▶ Written problem:
Copy every one of the entries below word for word, but leave out the pictures.
>> Begin Provided data
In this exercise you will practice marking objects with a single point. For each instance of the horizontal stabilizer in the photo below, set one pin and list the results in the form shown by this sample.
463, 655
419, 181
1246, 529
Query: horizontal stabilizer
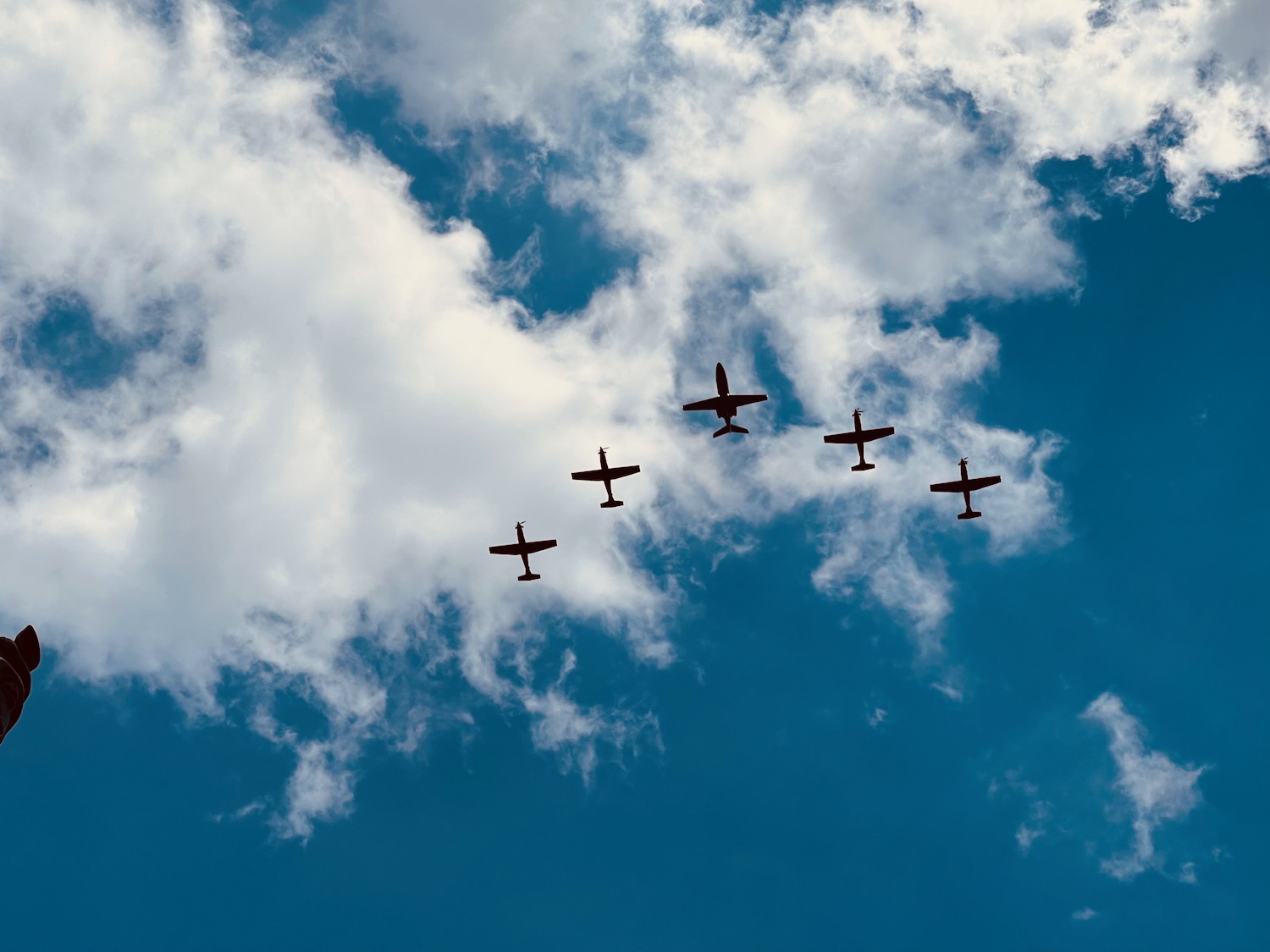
522, 548
860, 436
711, 404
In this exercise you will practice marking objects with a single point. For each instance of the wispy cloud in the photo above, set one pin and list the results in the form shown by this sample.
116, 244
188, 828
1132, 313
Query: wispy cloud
1156, 787
330, 414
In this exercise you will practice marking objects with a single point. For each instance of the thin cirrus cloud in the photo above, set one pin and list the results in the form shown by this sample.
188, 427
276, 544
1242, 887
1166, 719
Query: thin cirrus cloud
365, 416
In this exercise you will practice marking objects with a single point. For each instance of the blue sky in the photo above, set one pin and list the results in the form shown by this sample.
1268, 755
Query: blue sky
769, 705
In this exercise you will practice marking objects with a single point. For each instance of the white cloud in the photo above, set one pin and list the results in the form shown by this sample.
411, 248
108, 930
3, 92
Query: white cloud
1156, 787
1034, 828
365, 416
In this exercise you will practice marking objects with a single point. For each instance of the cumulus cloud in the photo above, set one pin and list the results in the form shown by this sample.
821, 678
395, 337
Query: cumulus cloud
1156, 787
328, 414
327, 421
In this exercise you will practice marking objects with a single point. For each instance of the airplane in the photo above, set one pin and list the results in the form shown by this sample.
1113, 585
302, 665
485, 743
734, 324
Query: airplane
19, 657
965, 487
523, 548
860, 437
726, 404
607, 475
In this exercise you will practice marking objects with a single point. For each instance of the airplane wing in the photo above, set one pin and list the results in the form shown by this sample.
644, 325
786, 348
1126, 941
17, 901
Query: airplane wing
515, 548
982, 482
711, 404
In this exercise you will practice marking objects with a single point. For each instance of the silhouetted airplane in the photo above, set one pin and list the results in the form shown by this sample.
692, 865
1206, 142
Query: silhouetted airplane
606, 475
965, 487
523, 548
726, 404
860, 437
18, 659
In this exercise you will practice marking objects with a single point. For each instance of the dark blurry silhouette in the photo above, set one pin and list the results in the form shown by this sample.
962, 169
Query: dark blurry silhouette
726, 404
606, 475
860, 437
523, 548
18, 659
965, 487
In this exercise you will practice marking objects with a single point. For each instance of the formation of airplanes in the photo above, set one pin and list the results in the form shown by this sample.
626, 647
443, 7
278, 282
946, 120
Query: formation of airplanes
19, 657
726, 405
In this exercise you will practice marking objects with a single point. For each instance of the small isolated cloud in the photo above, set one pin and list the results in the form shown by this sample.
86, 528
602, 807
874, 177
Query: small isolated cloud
1034, 827
947, 691
1156, 787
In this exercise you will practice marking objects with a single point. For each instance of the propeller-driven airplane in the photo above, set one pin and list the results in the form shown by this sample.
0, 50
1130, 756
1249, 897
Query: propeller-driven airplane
860, 436
726, 404
523, 548
965, 487
606, 474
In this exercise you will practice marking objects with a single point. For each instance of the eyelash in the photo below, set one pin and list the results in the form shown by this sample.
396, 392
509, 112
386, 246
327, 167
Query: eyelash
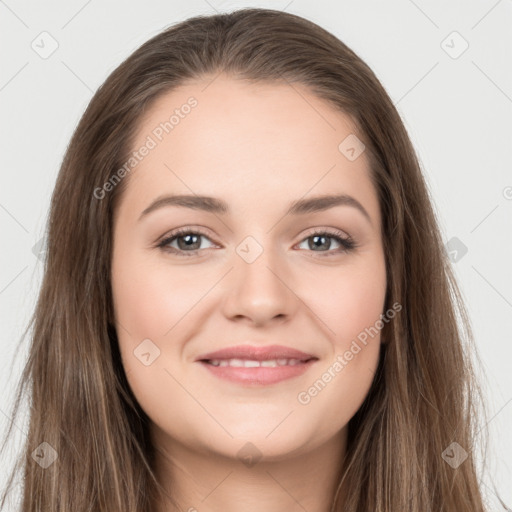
>> End Provided data
▶ Response to the task:
In this exercise you will practice marking objects with a single point. For each instance of the horizontal stabilizer in the photo below, set one pin and list the results in the form shown by this sample.
463, 655
419, 181
1246, 529
Query: horizontal stabilizer
522, 548
860, 436
711, 404
In this exercise you will practice marking objects with a single point. For each instance of the wispy cloud in the photo above, set one pin and list the results in the form shown by this sample.
116, 244
188, 828
1132, 313
Query: wispy cloud
1156, 787
330, 414
In this exercise you will practice marking objects with a single point. For each instance of the thin cirrus cloud in the photo above, set one pin and list the results in the form shown by this sample.
188, 427
276, 544
1242, 887
1166, 719
Query: thin cirrus cloud
365, 416
In this exercise you will practice marking objects with a single point. For each instance of the blue sky in the photo above, set one pin and list the results in the form shown by this sample.
1268, 755
Query: blue sky
769, 705
In this exercise you will practice marking objects with a single point. For each instance of the white cloud in the photo above, set one pin and list the results in the form shown by this sample.
411, 248
108, 930
3, 92
Query: white cloud
1156, 787
1034, 828
365, 416
In this exercise you will practice marking objects with a single point. For each instance of the cumulus cloud in the photo above, set one pin and list the results in the form shown by this sample.
821, 678
395, 337
Query: cumulus cloud
1156, 787
328, 414
327, 421
In this exercise you will practice marking objects with a single point. For each instance of the airplane in the photo above, set one pin and list the results in the form shown by this sample.
1113, 585
302, 665
485, 743
734, 324
Query: airplane
19, 657
965, 487
523, 548
860, 437
726, 404
607, 475
In this exercise you will practice marking objects with a single point. For each instance of the airplane wing in the photo above, set one pin and list the results in the form shown by this sample.
644, 325
786, 348
1126, 941
17, 901
Query: airplane wing
515, 548
982, 482
711, 404
In this exercise you will practice marking objects with a single point. For each instance of the silhouetted airplane in the photo above, set one pin and list the results in the form shown by this sample.
692, 865
1206, 142
Query: silhouetted airplane
606, 475
965, 487
523, 548
726, 404
860, 437
18, 659
In this exercise you will practice marking objects with a single point. For each instance of the dark blurry silhouette in the photo above, set one pin and list the results in the form shown by this sample.
962, 169
Query: dark blurry silhouette
726, 404
606, 475
860, 437
523, 548
18, 659
965, 487
In this exercise you will practice marking objects with a single point. For each instance of the formation of airplanes in the photo above, set one pin and list the results in the form shown by this sample.
626, 647
443, 7
278, 282
946, 120
Query: formation of airplanes
19, 657
726, 405
In this exercise you will practice marking objects with a single point. For each instance of the small isolated cloud in the photo above, set one pin and list the results in the form shown by this sample.
86, 528
602, 807
874, 177
Query: small isolated cloud
1034, 827
947, 691
1156, 787
In this exercise you will practice marking objects with a single point. For each instance of the propeller-driven airplane in the photo above, set one pin and list the results in the form shown by this sample.
0, 50
1130, 756
1249, 897
Query: propeller-driven airplane
860, 436
726, 404
523, 548
965, 487
606, 474
In this exercise you will practice marking objects with a single point. For each instance of the eyelash in the photo below, set one pin and list the results in the form shown by this sample.
396, 392
509, 112
386, 246
327, 167
Query: eyelash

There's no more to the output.